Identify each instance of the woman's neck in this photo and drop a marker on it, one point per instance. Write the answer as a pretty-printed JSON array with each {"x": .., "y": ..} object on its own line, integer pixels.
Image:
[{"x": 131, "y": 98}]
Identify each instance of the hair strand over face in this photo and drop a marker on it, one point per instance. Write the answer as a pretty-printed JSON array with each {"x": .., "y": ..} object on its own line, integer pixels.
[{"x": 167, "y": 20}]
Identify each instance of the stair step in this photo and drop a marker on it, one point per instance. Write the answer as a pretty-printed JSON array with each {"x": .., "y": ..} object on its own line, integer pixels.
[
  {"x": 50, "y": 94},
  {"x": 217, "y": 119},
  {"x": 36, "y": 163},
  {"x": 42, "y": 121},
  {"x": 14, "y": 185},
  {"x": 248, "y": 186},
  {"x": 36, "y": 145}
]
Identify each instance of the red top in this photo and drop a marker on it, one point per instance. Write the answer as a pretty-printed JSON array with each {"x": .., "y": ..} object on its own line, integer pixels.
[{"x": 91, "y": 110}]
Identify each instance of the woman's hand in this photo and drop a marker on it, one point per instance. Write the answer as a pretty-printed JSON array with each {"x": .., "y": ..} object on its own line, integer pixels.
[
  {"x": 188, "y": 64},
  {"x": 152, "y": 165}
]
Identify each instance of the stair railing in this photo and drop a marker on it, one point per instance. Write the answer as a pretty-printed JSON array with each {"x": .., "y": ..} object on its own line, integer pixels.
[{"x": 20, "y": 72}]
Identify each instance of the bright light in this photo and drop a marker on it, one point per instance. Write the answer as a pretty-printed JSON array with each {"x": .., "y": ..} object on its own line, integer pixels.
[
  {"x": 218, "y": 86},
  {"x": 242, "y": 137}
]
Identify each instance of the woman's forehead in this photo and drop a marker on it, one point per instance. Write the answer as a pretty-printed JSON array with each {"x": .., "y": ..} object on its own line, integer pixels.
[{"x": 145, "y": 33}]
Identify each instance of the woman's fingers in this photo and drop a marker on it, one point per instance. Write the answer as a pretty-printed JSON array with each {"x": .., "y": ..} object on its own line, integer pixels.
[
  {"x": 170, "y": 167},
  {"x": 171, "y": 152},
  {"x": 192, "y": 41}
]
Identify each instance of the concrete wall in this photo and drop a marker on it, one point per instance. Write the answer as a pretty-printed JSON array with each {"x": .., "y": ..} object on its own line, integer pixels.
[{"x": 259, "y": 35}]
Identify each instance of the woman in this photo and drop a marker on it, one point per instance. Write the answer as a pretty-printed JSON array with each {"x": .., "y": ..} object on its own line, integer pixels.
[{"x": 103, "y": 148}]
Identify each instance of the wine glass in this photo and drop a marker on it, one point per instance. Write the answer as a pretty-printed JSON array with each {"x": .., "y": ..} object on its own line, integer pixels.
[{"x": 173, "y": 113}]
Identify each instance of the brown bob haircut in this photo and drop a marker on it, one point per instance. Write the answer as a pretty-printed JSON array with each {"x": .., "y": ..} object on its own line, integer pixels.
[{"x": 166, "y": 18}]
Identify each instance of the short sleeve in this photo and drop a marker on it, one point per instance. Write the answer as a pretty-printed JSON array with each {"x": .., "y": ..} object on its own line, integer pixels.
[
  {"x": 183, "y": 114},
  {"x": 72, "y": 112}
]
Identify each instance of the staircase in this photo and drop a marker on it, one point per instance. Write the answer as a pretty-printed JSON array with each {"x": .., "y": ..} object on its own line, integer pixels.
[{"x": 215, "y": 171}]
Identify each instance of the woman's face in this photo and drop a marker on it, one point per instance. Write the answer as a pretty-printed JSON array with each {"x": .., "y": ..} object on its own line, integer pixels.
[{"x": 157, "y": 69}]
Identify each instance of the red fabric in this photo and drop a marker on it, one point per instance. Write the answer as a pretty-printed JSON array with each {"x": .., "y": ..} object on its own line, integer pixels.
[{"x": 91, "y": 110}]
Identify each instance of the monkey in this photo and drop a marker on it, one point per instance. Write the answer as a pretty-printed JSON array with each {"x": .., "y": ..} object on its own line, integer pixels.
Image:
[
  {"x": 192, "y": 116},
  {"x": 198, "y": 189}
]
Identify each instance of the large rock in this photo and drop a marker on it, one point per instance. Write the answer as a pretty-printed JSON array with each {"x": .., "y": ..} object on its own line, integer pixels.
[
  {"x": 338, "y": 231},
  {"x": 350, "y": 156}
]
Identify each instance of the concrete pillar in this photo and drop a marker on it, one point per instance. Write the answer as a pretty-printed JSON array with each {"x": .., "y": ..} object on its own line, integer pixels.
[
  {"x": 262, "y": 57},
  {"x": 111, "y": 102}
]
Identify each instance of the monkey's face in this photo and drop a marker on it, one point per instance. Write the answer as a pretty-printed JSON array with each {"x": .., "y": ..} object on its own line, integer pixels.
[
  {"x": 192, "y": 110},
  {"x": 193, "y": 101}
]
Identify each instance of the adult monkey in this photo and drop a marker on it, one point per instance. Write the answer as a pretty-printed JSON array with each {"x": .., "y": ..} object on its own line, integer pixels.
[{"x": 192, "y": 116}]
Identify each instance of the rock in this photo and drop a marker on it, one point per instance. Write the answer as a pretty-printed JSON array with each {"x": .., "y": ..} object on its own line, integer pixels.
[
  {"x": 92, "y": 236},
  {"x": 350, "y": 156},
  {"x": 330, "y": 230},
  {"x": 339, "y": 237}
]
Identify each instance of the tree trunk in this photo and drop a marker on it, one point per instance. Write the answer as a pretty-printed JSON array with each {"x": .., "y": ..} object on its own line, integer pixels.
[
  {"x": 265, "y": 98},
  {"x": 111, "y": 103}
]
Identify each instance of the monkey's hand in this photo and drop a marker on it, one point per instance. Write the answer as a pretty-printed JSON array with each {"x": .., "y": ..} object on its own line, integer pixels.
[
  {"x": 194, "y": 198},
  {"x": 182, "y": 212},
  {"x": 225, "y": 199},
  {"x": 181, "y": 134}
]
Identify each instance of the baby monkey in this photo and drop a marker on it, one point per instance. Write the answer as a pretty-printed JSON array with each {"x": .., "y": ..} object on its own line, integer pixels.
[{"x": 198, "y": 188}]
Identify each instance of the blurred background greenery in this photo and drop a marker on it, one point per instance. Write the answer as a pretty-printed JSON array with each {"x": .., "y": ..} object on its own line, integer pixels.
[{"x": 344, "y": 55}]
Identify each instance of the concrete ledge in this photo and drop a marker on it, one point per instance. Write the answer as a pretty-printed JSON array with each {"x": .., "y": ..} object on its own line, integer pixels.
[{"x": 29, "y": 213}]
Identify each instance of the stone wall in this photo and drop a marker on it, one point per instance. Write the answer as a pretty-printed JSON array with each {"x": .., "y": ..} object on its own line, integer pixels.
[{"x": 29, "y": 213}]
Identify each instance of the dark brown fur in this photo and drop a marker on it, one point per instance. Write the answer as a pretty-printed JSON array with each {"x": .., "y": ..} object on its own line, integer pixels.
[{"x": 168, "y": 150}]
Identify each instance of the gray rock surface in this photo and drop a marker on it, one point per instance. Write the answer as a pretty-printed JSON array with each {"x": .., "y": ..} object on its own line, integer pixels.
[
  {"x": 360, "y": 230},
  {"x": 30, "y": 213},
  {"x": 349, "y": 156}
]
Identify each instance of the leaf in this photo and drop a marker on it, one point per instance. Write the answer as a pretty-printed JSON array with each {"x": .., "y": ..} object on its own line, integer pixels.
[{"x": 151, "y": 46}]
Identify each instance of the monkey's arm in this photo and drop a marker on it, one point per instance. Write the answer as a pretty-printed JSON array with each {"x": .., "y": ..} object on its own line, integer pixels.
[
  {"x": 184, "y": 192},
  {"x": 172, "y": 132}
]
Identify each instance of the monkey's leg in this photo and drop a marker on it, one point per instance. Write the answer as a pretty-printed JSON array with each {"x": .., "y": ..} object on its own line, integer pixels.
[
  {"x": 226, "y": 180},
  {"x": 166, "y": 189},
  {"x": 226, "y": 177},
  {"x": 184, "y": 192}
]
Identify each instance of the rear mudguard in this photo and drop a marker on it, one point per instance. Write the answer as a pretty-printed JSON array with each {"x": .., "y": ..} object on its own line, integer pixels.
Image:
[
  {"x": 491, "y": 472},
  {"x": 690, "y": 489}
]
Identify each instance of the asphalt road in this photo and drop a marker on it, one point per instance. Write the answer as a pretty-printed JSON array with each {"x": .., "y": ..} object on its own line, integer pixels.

*ASSIGNMENT:* Starting at the line with "Identify each instance of the monkey's leg", print each remaining line of the listing above exactly as it appears.

*EXERCISE RESULT:*
Identify each instance of the monkey's leg in this photo and drop a marker on it, one point per instance. Write the answer as a pretty-printed JSON array with each {"x": .., "y": ..} object on its own line, integer pixels.
[
  {"x": 226, "y": 180},
  {"x": 166, "y": 189},
  {"x": 226, "y": 177},
  {"x": 184, "y": 192}
]
Identify each instance of the rear mudguard in this photo and drop a marker on it, one point per instance. Write the answer as a pretty-printed JSON array with each {"x": .., "y": ..} object on its own line, integer pixels.
Image:
[
  {"x": 491, "y": 472},
  {"x": 690, "y": 489}
]
Identify each instance of the asphalt road in this photo and drop a marker on it, one point per instance. Write the answer as a pretty-printed JSON array with each {"x": .., "y": ..} object on its own line, integer pixels.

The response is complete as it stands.